EXERCISE GOAL:
In the evaluation script documentation, explain why the `evaluate` function calls `results_folder.mkdir(parents=True, exist_ok=True)`. Use one to three sentences.

** PASSAGE SHOWN follows **

Main script to evaluate transformed texts.

FUNCTION DESCRIPTION
evaluate

Main function to run the evaluation.

evaluate_folder

Runs the evaluation for the data in the results_folder.

run_index_evaluation

Calculates indices for the texts in a DataFrame.

run_llm_criteria_evaluation

Performs an LLM-based criteria evaluation on the transformed texts in a DataFrame.

evaluate
evaluate(results_folder)

Main function to run the evaluation.

The parameters are provided by configuration files.

PARAMETER DESCRIPTION
results_folder

The path to the folder were the results of this run are stored.

TYPE: Path

Source code in docs/repositories-clones/evaluation/src/evaluate.py
def evaluate(results_folder: Path) -> None:
    """Main function to run the evaluation.

    The parameters are provided by configuration files.

    Args:
        results_folder (Path): The path to the folder were the results of this run
            are stored.
    """
    # filter selected evaluation tasks
    tasks = {key: settings.llm_tasks[key] for key in settings.tasks}

    # setup LLM provider for evaluation
    evaluation_llm_provider = EvaluationProviderOpenAiLike(settings.llm_config.evaluation)

    # folder to store the evaluation data
    results_folder.mkdir(parents=True, exist_ok=True)

    evaluation_dirs = []

    for directory, _, files in results_folder.walk():
        if settings.transformed_data_filename in files:
            evaluation_dirs.append(directory)

    evaluation_dirs = sorted(evaluation_dirs, key=str)
    for directory in evaluation_dirs:
        evaluate_folder(
            results_folder=directory,
            evaluation_llm_provider=evaluation_llm_provider,
            tasks=tasks,
            original_column=settings.input_column_name,
            transformed_column=settings.output_column_name,
        )
evaluate_folder
evaluate_folder(*, results_folder, evaluation_llm_provider, tasks, original_column, transformed_column)

Runs the evaluation for the data in the results_folder.

PARAMETER DESCRIPTION
results_folder

Path to the folder where data and results are stored.

TYPE: Path

evaluation_llm_provider

An object that provides the evaluate method to perform the task comparison evaluation.

TYPE: EvaluationProviderOpenAiLike

tasks

A dictionary where the keys are task identifiers, and the values are task descriptions used for the task evaluation.

TYPE: dict

original_column

Name of the column containing the original text.

TYPE: str

transformed_column

Name of the column containing the transformed text.

TYPE: str

RETURNS DESCRIPTION
None

None

Source code in docs/repositories-clones/evaluation/src/evaluate.py
def evaluate_folder(
    *,
    results_folder: Path,
    evaluation_llm_provider: EvaluationProviderOpenAiLike,
    tasks: dict,
    original_column: str,
    transformed_column: str,
) -> None:
    """Runs the evaluation for the data in the results_folder.

    Args:
        results_folder (Path): Path to the folder where data and results are stored.
        evaluation_llm_provider (EvaluationProviderOpenAiLike): An object that provides
            the `evaluate` method to perform the task comparison evaluation.

** End of PASSAGE SHOWN **
** DATA SHOWN follows **

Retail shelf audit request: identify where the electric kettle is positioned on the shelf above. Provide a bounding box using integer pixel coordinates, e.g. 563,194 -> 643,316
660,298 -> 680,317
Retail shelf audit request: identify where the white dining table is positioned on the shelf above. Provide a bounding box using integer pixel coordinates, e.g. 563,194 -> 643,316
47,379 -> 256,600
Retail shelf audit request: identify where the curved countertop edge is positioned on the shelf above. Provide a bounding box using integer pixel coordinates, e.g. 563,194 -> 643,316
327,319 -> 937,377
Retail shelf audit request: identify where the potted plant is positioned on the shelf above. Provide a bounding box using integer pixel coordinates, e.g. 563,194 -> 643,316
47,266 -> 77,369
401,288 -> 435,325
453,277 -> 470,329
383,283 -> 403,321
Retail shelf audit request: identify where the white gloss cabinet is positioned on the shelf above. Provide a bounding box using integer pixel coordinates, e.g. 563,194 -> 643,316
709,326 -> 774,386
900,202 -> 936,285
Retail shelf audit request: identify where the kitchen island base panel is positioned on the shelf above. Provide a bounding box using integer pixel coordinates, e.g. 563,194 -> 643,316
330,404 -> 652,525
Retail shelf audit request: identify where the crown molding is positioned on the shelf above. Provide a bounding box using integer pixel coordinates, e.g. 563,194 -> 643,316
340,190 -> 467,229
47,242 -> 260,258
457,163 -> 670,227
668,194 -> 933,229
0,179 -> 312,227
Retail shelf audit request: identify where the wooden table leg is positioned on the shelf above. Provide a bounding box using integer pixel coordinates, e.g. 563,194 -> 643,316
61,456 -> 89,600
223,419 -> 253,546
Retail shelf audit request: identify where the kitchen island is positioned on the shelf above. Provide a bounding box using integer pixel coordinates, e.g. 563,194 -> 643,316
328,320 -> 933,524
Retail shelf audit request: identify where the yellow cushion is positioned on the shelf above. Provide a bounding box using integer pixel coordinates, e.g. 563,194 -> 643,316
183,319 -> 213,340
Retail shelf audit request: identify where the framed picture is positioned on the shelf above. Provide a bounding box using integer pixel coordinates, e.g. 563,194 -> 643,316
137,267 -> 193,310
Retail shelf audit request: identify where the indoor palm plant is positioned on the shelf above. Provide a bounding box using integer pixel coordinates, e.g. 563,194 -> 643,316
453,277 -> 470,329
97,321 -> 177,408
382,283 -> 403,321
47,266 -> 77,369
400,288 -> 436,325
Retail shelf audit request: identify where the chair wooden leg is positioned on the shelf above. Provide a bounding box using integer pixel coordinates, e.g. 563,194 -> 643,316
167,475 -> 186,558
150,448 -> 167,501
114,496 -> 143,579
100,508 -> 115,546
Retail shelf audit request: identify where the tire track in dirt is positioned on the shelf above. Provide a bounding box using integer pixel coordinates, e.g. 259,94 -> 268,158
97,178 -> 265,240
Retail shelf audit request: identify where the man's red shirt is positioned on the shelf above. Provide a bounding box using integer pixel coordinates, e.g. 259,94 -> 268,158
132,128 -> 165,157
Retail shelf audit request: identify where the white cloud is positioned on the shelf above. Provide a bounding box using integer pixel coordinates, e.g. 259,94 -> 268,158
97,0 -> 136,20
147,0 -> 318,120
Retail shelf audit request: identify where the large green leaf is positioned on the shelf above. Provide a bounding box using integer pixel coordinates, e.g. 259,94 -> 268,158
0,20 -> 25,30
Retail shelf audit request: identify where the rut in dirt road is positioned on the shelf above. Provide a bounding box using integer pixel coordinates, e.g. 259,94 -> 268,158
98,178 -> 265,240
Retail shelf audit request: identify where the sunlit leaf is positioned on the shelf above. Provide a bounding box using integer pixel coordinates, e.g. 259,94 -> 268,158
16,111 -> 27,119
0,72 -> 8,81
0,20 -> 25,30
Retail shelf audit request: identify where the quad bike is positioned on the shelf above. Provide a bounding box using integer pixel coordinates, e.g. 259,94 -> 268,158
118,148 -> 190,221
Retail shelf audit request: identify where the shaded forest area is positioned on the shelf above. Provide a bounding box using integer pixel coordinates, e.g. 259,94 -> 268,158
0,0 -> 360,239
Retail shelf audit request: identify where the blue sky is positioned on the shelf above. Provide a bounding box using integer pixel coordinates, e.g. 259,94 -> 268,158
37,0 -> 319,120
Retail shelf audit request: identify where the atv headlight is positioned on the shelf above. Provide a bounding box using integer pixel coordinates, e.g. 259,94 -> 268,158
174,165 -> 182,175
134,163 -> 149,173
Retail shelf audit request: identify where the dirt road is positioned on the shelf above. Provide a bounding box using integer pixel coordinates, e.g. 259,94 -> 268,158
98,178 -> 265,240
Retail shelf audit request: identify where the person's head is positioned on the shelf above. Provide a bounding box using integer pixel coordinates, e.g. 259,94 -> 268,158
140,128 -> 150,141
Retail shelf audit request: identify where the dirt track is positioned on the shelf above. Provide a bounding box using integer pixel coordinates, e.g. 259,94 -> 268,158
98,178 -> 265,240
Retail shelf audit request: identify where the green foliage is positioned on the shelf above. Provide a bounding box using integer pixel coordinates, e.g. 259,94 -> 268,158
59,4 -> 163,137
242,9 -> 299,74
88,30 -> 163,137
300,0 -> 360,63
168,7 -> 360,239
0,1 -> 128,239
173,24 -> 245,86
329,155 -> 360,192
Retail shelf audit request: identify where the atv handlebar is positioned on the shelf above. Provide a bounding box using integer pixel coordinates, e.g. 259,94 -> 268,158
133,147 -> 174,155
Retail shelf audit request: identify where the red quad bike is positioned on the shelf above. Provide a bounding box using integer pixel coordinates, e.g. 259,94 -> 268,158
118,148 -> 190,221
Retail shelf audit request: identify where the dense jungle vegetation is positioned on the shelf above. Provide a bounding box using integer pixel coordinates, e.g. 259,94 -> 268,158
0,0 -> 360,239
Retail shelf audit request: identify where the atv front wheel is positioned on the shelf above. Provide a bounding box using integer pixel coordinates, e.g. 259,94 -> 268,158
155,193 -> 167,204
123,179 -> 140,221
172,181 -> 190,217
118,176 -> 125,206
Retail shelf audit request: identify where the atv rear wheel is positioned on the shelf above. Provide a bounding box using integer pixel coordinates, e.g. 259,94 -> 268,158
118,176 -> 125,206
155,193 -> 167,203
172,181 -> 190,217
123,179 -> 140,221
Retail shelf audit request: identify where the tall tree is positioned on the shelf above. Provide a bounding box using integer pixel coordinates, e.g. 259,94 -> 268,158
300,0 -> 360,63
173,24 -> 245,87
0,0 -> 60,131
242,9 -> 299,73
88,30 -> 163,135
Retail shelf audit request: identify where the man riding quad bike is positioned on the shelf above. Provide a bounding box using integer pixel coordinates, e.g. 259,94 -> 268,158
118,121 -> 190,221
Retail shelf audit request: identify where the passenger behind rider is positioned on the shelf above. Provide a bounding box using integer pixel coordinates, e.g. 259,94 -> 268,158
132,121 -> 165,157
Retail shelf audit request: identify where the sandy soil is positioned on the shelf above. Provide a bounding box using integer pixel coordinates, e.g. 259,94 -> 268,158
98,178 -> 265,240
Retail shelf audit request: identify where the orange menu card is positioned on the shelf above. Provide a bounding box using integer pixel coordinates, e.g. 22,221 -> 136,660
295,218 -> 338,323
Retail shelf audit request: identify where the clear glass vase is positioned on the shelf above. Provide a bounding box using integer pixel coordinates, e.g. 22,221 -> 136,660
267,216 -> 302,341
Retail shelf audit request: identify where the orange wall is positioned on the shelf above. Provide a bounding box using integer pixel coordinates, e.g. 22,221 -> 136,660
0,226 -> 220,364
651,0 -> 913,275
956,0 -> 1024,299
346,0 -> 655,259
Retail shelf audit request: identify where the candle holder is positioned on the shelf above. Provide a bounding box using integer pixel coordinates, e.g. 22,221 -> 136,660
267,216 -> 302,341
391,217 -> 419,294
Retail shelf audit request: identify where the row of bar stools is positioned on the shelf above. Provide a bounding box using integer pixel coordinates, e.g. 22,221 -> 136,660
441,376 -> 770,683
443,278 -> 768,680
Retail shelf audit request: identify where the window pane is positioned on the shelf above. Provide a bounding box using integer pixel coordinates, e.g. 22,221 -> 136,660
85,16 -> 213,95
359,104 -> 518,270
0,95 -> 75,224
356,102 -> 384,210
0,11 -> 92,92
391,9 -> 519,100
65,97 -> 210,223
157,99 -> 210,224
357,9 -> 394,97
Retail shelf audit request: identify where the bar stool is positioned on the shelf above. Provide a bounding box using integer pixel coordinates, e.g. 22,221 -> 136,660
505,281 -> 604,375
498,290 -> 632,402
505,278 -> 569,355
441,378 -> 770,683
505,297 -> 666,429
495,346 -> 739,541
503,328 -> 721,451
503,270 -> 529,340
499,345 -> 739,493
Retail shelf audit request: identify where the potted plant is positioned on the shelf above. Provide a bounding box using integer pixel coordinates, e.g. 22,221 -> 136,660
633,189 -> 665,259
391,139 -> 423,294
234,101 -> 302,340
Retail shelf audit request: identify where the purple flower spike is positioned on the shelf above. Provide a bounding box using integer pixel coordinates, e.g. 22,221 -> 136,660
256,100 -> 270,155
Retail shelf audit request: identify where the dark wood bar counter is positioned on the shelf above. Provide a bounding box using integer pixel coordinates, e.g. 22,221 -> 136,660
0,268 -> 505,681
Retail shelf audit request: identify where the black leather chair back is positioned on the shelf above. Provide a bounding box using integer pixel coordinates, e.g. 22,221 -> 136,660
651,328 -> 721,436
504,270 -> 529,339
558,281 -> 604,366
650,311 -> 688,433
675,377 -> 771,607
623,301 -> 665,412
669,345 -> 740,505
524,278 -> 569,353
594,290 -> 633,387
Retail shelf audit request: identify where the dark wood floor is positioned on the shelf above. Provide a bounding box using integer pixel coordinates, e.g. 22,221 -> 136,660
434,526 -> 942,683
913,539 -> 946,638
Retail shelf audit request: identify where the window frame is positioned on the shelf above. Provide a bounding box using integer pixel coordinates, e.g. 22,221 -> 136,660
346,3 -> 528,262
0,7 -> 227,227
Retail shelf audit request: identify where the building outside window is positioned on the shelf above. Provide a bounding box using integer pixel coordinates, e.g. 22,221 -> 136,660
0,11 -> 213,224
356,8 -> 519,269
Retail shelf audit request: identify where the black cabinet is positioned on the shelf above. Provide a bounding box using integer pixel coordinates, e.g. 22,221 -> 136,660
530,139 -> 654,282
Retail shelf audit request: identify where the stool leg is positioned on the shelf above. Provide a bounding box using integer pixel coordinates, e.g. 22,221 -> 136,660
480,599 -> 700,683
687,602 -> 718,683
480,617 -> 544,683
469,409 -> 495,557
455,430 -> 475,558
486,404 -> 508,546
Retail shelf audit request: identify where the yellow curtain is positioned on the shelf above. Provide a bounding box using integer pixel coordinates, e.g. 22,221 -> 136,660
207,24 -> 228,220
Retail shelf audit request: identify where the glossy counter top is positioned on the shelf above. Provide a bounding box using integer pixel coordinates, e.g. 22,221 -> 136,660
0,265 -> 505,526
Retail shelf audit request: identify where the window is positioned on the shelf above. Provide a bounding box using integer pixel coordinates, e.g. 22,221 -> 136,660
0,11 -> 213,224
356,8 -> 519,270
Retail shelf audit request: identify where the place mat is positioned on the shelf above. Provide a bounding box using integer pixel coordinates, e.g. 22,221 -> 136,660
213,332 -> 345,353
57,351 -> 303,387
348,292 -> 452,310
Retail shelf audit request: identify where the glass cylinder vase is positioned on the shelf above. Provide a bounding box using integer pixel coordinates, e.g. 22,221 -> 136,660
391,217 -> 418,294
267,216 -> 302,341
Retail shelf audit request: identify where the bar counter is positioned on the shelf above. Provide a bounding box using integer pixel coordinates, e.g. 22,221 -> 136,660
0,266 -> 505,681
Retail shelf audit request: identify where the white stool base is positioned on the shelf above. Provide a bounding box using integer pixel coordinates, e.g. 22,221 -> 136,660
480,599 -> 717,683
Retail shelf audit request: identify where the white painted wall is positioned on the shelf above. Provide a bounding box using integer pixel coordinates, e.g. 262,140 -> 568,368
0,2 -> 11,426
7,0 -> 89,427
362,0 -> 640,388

** End of DATA SHOWN **

RESPONSE BOX:
The `evaluate` function creates `results_folder` because that folder is where the evaluation data is stored. The comment right before the call says so: "folder to store the evaluation data."